Expert Reveals What Queen Elizabeth Did To 'Shield' Andrew After The Epstein Scandal Broke
Long before the latest questions about Andrew Mountbatten-Windsor’s associations reached the King’s desk, the foundations of the scandal had already taken root. According to royal biographer Andrew Lownie, the warning signs had been visible years ago, and so, too, was the Palace’s determination to contain the damage, led by none other than the late Queen Elizabeth.
In a Substack post, Lownie wrote that when the first explosive allegations surfaced in 2011, the late Queen moved to protect her son. The crisis began in February 2011 when Sian James, assistant editor at the Mail on Sunday, contacted Andrew’s press secretary, Ed Perkins. The paper, she said, had obtained a photograph of the then duke with Virginia Roberts, now Virginia Giuffre, who alleged she had slept with him. Perkins convened senior Palace officials and lawyers, and the Queen summoned her second son for a private meeting.
What followed, Lownie writes, was a coordinated effort to push back. “The duke assured his mother that he had no sexual relationship with Virginia Roberts or any of Jeffrey Epstein’s girls,” a source said. “The duke talked to the lawyers on the phone and, with the approval of the duke and his office, the lawyers drew up a legal document that was meant as a shot across the bow of the press in Britain.”

---*---

- **TASKS**:
a) In the article about Queen Elizabeth and Andrew, who was Andrew's press secretary when the Mail on Sunday made contact in February 2011?
b) List every person the article about Queen Elizabeth and Andrew refers to by name.
The data after the article is separate material.

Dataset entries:
---*---

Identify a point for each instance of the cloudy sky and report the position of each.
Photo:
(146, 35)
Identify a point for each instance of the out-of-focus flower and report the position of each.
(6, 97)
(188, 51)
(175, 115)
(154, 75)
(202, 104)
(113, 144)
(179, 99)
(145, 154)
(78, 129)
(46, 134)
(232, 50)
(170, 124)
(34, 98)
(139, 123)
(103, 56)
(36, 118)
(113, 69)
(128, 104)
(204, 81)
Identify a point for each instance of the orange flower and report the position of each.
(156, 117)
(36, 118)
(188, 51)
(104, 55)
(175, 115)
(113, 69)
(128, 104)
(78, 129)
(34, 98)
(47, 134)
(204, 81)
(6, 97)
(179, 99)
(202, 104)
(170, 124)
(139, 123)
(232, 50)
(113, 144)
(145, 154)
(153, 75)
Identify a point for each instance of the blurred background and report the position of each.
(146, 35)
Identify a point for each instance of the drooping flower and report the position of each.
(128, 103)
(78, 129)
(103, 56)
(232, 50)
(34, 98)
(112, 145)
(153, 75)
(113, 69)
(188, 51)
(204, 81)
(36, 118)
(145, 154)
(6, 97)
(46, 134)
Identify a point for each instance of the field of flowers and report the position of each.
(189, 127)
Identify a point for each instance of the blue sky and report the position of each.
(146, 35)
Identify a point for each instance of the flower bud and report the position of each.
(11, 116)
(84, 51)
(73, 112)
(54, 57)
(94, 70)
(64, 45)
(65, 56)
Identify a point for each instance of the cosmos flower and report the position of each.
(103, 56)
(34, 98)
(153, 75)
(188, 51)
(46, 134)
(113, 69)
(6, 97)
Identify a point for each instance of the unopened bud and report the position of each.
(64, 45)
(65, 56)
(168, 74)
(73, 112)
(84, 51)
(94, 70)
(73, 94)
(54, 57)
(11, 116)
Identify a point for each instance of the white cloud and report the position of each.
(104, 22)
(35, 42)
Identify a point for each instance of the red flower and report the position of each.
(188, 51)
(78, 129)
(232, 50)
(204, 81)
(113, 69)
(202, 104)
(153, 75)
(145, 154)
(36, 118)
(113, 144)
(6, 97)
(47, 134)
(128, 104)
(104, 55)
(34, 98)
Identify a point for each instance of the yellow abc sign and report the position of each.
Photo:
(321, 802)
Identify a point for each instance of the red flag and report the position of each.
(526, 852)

---*---

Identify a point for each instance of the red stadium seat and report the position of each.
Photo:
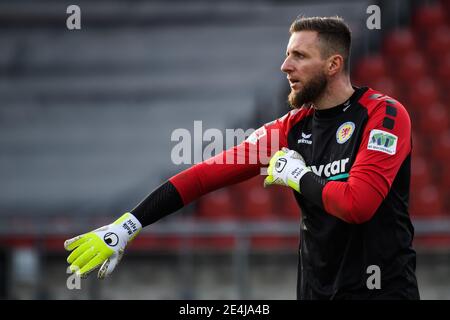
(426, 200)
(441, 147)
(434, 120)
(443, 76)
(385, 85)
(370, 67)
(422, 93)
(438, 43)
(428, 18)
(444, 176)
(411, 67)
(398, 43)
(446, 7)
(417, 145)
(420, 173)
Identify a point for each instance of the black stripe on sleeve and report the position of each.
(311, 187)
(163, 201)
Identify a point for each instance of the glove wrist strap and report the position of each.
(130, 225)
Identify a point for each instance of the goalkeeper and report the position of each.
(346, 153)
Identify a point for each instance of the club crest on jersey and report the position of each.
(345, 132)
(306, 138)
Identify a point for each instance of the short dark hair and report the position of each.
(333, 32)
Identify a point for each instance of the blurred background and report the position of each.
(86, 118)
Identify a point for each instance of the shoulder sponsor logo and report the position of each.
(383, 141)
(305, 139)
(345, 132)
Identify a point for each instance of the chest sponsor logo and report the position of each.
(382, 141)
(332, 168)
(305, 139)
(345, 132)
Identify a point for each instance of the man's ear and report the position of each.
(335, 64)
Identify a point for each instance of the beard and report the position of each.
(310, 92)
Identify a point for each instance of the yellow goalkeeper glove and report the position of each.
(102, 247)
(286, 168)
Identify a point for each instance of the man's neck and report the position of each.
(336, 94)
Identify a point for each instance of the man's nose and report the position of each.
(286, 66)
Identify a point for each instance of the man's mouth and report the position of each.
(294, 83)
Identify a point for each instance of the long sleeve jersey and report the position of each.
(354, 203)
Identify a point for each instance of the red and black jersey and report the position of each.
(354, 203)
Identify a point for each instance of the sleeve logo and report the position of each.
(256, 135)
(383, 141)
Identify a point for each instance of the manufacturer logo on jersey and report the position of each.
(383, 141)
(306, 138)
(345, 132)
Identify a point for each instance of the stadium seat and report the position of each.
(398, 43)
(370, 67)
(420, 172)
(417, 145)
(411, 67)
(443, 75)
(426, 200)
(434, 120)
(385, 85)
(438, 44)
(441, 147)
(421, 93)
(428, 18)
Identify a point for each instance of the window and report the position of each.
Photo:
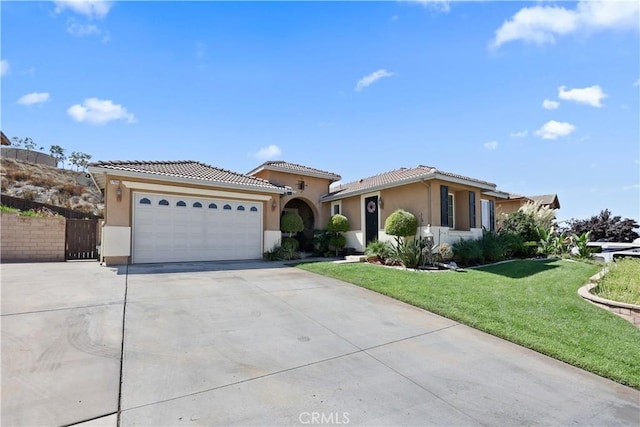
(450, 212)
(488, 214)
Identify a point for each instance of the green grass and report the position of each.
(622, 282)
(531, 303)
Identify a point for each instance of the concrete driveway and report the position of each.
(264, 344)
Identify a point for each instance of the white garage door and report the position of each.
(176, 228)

---*---

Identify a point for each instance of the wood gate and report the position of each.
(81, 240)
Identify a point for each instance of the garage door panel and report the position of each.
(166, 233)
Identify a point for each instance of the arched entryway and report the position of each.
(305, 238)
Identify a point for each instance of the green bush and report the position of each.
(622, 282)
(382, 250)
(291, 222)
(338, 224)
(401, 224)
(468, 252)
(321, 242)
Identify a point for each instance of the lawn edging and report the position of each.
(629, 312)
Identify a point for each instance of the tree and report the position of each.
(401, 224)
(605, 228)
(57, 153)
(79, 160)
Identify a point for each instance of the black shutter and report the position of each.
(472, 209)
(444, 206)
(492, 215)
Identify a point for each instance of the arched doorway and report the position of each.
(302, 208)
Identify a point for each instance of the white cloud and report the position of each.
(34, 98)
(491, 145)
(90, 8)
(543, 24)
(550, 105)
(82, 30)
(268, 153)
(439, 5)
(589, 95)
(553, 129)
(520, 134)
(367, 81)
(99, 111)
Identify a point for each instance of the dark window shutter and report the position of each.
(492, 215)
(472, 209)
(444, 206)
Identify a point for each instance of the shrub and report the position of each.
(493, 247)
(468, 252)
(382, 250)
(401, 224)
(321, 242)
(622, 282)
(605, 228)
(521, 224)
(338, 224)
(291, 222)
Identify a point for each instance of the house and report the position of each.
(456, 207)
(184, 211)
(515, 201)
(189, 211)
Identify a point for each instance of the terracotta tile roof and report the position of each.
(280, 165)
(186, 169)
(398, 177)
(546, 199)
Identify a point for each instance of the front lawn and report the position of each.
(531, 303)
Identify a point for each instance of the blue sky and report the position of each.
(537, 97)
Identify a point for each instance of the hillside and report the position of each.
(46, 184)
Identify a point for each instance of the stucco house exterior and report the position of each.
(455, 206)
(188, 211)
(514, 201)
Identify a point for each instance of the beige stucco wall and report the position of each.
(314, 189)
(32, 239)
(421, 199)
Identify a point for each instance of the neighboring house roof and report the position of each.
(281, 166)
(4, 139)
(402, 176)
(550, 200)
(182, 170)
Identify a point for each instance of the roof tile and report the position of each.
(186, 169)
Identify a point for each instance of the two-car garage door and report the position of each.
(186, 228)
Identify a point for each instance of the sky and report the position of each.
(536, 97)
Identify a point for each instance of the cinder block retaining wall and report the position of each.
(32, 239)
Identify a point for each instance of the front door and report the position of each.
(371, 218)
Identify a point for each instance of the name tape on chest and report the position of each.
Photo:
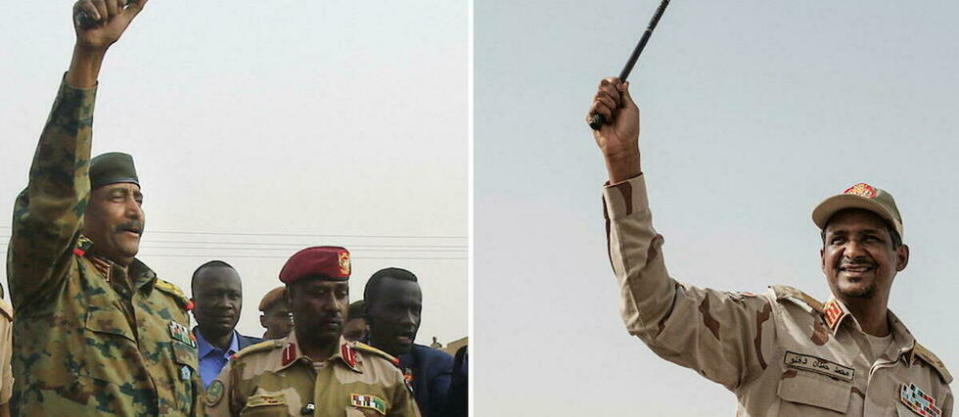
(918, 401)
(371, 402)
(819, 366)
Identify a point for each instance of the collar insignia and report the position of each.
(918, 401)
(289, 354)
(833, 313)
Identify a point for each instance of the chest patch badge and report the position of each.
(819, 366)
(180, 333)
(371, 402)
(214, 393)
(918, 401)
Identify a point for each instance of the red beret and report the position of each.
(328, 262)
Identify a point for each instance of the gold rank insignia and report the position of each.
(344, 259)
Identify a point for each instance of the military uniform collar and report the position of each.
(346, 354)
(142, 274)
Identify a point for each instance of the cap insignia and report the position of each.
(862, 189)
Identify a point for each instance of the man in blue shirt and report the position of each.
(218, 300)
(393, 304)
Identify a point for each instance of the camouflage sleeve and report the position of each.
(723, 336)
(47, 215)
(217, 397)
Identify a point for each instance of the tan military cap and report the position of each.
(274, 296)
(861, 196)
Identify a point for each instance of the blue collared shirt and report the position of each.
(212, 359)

---*---

- **SET OF ANSWERS**:
a) Ed Perkins

b)
- Queen Elizabeth
- Andrew Mountbatten-Windsor
- Andrew Lownie
- Sian James
- Ed Perkins
- Virginia Roberts (now Virginia Giuffre)
- Jeffrey Epstein